Last Shuttle Launch: Good-bye, Childhood Friends. Time To Grow Up.

I remember watching the first space shuttle launch on TV. I was still a boy living at my parents’ house. The date was April 12, 1981 — and I was very excited.

I was holding my breath during liftoff. After Columbia had reached orbit and the TV station switched back to its normal programming, I stepped outside into our backyard. It was a warm and beautiful spring day, a blue sky broken up by gorgeous cumulus clouds.

Somewhere up there, I imagined, John Young and Robert Crippen would soon pass overhead. These guys were the epitome of coolness. For many years thereafter, I dreamed of being an astronaut or a top engineer launching rockets and spaceships to faraway places.

Today I was watching the shuttle’s last launch. No longer on TV, but via NASA’s media stream on the Internet. Imagine that! While the shuttle has hardly changed in three decades, the world has moved on profoundly.

Let’s face the truth. The shuttle demonstrated what was possible 30 years ago. If this still impresses you, I hope you are not working in today’s space program.

Cellphone inventor Marty Cooper introduced the mobile phone before the first shuttle flight. Are you impressed with it?

At its first launch, there was no World Wide Web. No live streaming. No digital social networks connecting people from all over the world. Hardly anyone had a computer. There were no cellphones, no digital cameras, no digital music downloads. No Internet chats and no video calls. You could not carry your entire music library with you. Or tens of thousands of images.

You could not simply pull up information when you needed it. I remember being fascinated with my first digital watch at about the same time. A miraculous new invention, the Compact Disc was introduced to the public in the same year.

Saved entries:
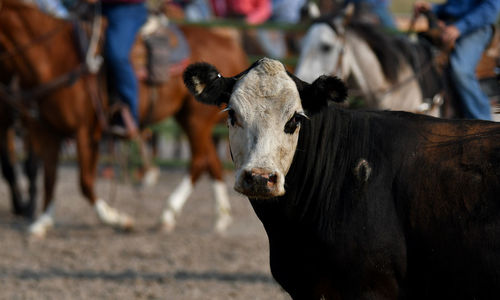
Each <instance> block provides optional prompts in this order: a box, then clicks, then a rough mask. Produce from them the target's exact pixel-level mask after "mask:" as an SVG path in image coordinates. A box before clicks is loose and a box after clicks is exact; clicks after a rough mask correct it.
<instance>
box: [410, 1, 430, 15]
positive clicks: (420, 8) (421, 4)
mask: <svg viewBox="0 0 500 300" xmlns="http://www.w3.org/2000/svg"><path fill="white" fill-rule="evenodd" d="M431 8H432V7H431V4H430V3H429V2H427V1H420V0H418V1H415V4H413V12H414V14H415V16H418V15H419V14H420V13H421V12H427V11H430V10H431Z"/></svg>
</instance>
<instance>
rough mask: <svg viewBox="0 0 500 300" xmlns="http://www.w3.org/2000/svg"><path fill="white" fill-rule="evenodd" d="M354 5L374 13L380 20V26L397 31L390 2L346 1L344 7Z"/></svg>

:: Complete the following ::
1: Put this sentence from the post about the last shuttle launch into Spanish: "It was a warm and beautiful spring day, a blue sky broken up by gorgeous cumulus clouds."
2: Extend the post about the last shuttle launch, picking up right after its final sentence.

:: Activity answers ::
1: Era un cálido y hermoso día de primavera, con un cielo azul interrumpido por preciosas nubes cúmulo.

2:
The hipsters using this computer before the shuttle's first flight must now be approaching retirement age. (I have a $20 watch with more computing power -- but shuttle operations did not get any cheaper).

For my generation, the most inspiring technological breakthroughs did not come from the space program, and certainly not from the space shuttle. Most of my generation looks at it as a 30-year old curiosity frozen in pre-historic times. Way before laptops and iPods. (The dark ages).

We will forever disagree on the question whether the shuttle was worthwhile or not. Personally, I don’t think so. I am not saying that the shuttle program lacked achievements — far from it. But I lament the greater achievements which would have been possible instead, for the same expense.

The program’s achilles heel wasn’t so much its cost in cash, but its cost on NASA culture. The complexity of the system, and its dangerous nature. This petrified NASA. Locked the agency and its subcontractors on an iron-clad course, which over the years became impossible to change. On this course, tens of thousands of highly qualified (and influential) people around the country built their entire careers. Many never did anything else — nor did they have to. Even today, it will be quite impossible to convince these armies of people that there may be better was of doing things.

 

WERNHER VON BRAUN WAS SHAFTED

I maintain that the biggest technological mistake the U.S. ever made with respect to space exploration was the sudden discontinuation of the Saturn system. Continued development of new Saturn variants (Wernher von Braun‘s team had plenty of ideas for this) would have achieved much more than the shuttle ever did.

Wernher von Braun posing at the business end of the 1st stage of Saturn V. He knew all along that the shuttle concept NASA settled on was not a suitable replacement for the Saturn rockets. Von Braun's reservations and warnings were dismissed. Click to enlarge.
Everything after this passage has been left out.